** Work to complete **
From the listing below, copy only the lines running from the line that contains "negative clicks: (596, 213) (596, 230)" to the line that contains "box: [315, 95, 337, 245]", both included.

——

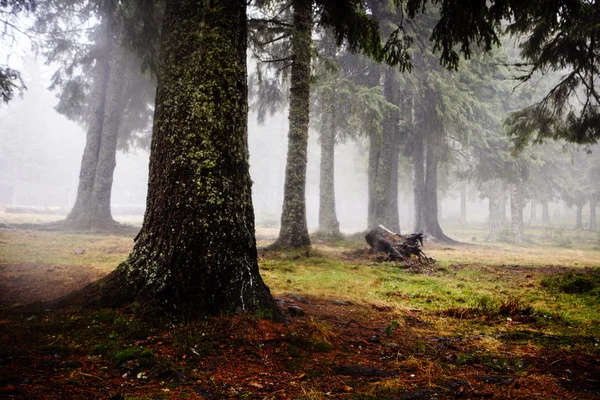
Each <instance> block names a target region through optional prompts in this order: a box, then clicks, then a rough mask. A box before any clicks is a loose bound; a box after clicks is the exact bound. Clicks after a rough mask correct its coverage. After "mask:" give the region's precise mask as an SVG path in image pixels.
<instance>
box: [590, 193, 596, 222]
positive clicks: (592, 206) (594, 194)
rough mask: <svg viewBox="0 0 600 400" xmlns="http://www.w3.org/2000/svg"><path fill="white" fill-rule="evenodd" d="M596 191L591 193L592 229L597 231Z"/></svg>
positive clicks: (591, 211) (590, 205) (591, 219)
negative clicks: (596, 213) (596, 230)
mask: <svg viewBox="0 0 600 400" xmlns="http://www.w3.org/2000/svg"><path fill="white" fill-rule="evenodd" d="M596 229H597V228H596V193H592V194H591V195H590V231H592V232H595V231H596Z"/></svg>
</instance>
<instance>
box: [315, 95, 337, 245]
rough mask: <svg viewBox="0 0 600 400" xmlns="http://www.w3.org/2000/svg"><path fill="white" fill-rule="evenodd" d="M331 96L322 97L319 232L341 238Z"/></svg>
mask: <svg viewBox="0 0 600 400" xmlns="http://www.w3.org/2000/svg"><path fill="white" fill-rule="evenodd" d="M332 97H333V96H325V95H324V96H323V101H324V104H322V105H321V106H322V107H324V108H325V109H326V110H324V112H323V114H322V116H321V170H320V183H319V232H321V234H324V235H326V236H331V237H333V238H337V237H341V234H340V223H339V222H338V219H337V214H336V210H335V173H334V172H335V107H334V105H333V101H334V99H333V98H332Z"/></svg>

——

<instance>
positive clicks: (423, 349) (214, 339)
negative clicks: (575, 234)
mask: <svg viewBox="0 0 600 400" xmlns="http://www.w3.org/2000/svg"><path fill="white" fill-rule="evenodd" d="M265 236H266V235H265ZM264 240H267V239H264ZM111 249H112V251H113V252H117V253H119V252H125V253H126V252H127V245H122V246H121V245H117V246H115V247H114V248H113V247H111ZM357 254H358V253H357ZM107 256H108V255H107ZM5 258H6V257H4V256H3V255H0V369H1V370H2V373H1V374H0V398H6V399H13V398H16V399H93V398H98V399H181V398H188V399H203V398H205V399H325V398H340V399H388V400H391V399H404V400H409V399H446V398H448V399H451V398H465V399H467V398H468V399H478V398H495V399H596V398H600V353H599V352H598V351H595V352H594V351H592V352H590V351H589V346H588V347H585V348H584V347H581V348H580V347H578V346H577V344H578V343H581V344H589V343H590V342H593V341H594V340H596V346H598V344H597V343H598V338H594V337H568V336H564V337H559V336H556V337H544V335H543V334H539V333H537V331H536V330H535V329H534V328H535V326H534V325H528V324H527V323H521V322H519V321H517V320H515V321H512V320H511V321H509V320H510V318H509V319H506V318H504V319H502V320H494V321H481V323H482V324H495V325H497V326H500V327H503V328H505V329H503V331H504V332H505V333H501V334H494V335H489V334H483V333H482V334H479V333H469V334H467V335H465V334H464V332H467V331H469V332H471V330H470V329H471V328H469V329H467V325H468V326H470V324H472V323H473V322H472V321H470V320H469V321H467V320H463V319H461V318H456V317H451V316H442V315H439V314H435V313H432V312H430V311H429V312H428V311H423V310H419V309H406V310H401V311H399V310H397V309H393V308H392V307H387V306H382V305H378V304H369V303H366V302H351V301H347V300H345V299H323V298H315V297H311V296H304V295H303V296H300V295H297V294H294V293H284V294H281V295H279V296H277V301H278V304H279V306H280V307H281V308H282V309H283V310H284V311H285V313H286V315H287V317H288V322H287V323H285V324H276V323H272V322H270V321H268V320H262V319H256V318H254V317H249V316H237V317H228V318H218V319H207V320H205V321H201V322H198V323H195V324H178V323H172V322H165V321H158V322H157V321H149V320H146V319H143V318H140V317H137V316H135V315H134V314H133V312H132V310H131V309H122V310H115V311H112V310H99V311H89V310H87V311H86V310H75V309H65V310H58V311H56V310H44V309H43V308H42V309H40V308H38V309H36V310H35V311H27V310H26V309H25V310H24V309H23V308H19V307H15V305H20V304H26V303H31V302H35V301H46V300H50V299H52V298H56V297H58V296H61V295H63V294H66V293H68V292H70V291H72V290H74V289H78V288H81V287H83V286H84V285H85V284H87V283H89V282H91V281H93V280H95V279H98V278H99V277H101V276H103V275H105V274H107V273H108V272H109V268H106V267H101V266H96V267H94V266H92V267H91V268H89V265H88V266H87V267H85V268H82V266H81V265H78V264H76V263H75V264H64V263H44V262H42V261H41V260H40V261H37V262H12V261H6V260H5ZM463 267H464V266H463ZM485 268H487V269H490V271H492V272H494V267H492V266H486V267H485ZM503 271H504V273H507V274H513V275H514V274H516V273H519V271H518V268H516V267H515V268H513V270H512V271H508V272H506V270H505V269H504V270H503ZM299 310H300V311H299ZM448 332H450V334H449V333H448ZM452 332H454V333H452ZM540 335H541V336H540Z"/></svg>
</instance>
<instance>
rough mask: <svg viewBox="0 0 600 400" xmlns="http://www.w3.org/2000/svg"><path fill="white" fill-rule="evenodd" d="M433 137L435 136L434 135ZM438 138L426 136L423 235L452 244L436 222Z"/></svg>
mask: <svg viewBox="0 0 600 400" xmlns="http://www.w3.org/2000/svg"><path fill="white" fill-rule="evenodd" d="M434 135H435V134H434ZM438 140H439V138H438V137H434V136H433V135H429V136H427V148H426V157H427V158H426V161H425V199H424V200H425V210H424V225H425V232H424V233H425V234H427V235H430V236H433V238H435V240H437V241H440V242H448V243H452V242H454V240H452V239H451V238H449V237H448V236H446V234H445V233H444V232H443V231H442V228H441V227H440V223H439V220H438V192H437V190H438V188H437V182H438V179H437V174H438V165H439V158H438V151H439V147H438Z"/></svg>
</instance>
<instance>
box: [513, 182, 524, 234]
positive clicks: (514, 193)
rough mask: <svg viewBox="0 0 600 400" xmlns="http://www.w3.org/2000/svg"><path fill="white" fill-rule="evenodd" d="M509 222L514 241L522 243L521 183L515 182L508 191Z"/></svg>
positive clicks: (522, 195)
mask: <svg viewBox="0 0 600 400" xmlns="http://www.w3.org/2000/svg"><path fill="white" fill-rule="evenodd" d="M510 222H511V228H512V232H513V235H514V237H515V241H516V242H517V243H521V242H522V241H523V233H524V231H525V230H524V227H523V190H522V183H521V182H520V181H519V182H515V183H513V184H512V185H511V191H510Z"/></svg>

——

** Result for this task **
negative clicks: (596, 213) (596, 230)
mask: <svg viewBox="0 0 600 400" xmlns="http://www.w3.org/2000/svg"><path fill="white" fill-rule="evenodd" d="M596 229H597V228H596V193H592V194H591V195H590V231H592V232H595V231H596Z"/></svg>
</instance>
<instance>
box: [315, 95, 337, 245]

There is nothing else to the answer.